Retype each of the lines below exactly, character for character.

→ INFORMATION GIVEN:
········

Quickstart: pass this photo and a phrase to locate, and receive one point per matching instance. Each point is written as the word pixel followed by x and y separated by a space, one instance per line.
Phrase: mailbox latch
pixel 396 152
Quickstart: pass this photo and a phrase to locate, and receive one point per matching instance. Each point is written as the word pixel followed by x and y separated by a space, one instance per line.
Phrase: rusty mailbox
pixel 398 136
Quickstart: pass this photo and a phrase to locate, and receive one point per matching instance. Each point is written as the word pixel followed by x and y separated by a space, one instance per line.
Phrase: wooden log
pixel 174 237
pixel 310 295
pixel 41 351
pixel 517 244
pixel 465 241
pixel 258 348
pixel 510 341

········

→ WRITTEN ANSWER:
Quickstart: pass this photo and a phrase to locate, and receive one point per matching instance. Each point is written as the word pixel followed by x and y separated by a space, one instance per line.
Phrase: mailbox latch
pixel 396 152
Quickstart: pass this photo and a phrase to locate, and receive one point per matching instance. Each point is written as the word pixel followed by x and y separated by a space, one instance per line.
Phrase: rusty mailbox
pixel 398 136
Quickstart: pass this photo and a phrase to locate, and receive one point per matching instance. Each point is written as the word pixel followed by x and y separated by a space, one instance per line.
Phrase: wooden log
pixel 174 237
pixel 310 295
pixel 41 351
pixel 517 244
pixel 465 241
pixel 258 348
pixel 510 341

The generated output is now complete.